Action item A: In the setup notes below, rewrite the paragraph beginning "Use n8n, Grafana OnCall" as a short list.
Action item B:
Answer these questions from the setup notes below, one line each:
(i) Which command runs the local docs from the repo root?
(ii) In which file are the env knobs such as WEBHOOK_SECRET listed?
(iii) Which setting makes Docker possible in an LXC container?

Passage:

..............................

Option C — External automation

Use n8n, Grafana OnCall, or similar: schedule → POST /api/pipeline/run → wait/poll → Telegram node.


5. Security notes

  • Do not commit .env or Telegram tokens.
  • Prefer Basic Auth if the instance is reachable from the internet.
  • Restrict firewall so only your IP (or VPN) can reach the published port if exposed.

6. Git remotes (reference)

git remote -v
git push origin main    # or: git push gitea main — whatever you configured

  • Env knobs: PIPELINE_WEBHOOK_URL, WEBHOOK_SECRET, BASIC_AUTH_USER, BASIC_AUTH_PASSWORD in .env.example.
  • Local docs: npm run docs:dev from the repo root.

7. Proxmox: VM vs LXC, sizing, fast setup

VM or container (LXC)?

QEMU VM (recommended) LXC
Docker Works the same as on any Linux server. Possible with nesting=1 (and sometimes keyctl); more Proxmox/Docker footguns.
This app Playwright/Firefox + Node inside Docker — predictable. Same stack can work in nested Docker, but troubleshooting is harder.
Overhead Slightly higher RAM for a full kernel. Lower overhead per CT.

..............................

Source material:

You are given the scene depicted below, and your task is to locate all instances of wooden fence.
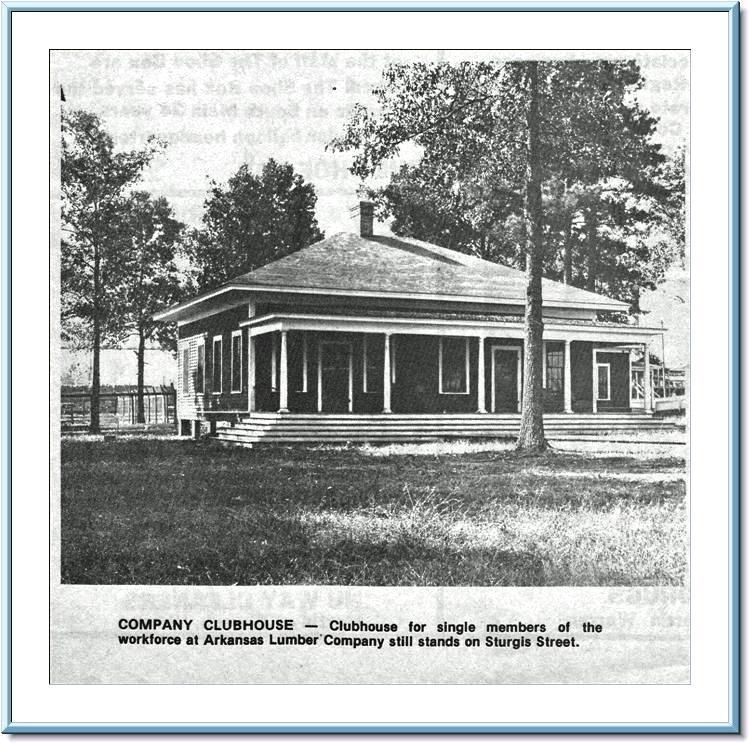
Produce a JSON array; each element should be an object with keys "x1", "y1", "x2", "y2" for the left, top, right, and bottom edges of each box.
[{"x1": 61, "y1": 385, "x2": 177, "y2": 428}]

..............................

Task solution A:
Use n8n, Grafana OnCall, or a similar tool to:
- Schedule the run
- Send POST /api/pipeline/run
- Wait or poll
- Finish with a Telegram node

Task solution B:
(i) npm run docs:dev
(ii) .env.example
(iii) nesting=1 (and sometimes keyctl)